Aside from the pictures, the entries should be given again exactly.

[SOURCE DATA Boundary: Start]

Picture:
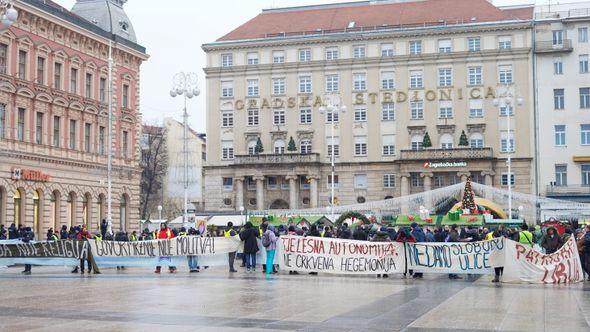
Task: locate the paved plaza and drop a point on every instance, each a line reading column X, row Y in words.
column 53, row 299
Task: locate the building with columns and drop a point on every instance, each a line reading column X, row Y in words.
column 418, row 90
column 54, row 117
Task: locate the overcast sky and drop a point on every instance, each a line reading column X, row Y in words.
column 173, row 32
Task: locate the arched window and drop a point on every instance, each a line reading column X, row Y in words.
column 305, row 146
column 476, row 141
column 279, row 146
column 417, row 142
column 446, row 141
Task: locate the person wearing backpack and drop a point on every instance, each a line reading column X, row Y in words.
column 269, row 242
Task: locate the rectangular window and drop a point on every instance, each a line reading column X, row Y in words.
column 253, row 117
column 227, row 89
column 305, row 115
column 72, row 134
column 305, row 84
column 73, row 80
column 87, row 136
column 388, row 80
column 559, row 135
column 40, row 70
column 305, row 55
column 57, row 67
column 415, row 47
column 253, row 88
column 332, row 83
column 359, row 82
column 227, row 60
column 445, row 46
column 417, row 110
column 56, row 131
column 559, row 99
column 278, row 57
column 445, row 77
column 22, row 65
column 416, row 79
column 388, row 112
column 475, row 75
column 474, row 44
column 387, row 50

[SOURCE DATA Boundary: End]

> **ANSWER SPACE**:
Picture:
Task: locate the paved plaza and drop a point on every instance, each a line reading column X, row Y in words.
column 53, row 299
Task: locate the building with columns and drop a point on every instance, each a line reading column X, row Y in words.
column 418, row 90
column 54, row 117
Task: locate the overcast sky and drop a point on every instance, each a line reading column X, row Y in words.
column 173, row 32
Task: locate the arched window and drop a point on every instance, each a line reading column X, row Y in words.
column 305, row 146
column 476, row 141
column 279, row 146
column 417, row 142
column 446, row 141
Task: locate the person wearing backpack and drop a point on every instance, each a line reading column X, row Y in words.
column 269, row 242
Task: locate the rectangular window and drop a point on every instance, each a line reading column X, row Y in words.
column 253, row 117
column 227, row 89
column 305, row 115
column 72, row 134
column 305, row 84
column 73, row 80
column 87, row 136
column 388, row 80
column 559, row 135
column 40, row 70
column 305, row 55
column 57, row 67
column 415, row 47
column 253, row 88
column 332, row 83
column 359, row 82
column 227, row 60
column 445, row 46
column 417, row 110
column 56, row 131
column 559, row 99
column 278, row 57
column 445, row 77
column 22, row 65
column 416, row 79
column 388, row 112
column 475, row 75
column 474, row 44
column 387, row 50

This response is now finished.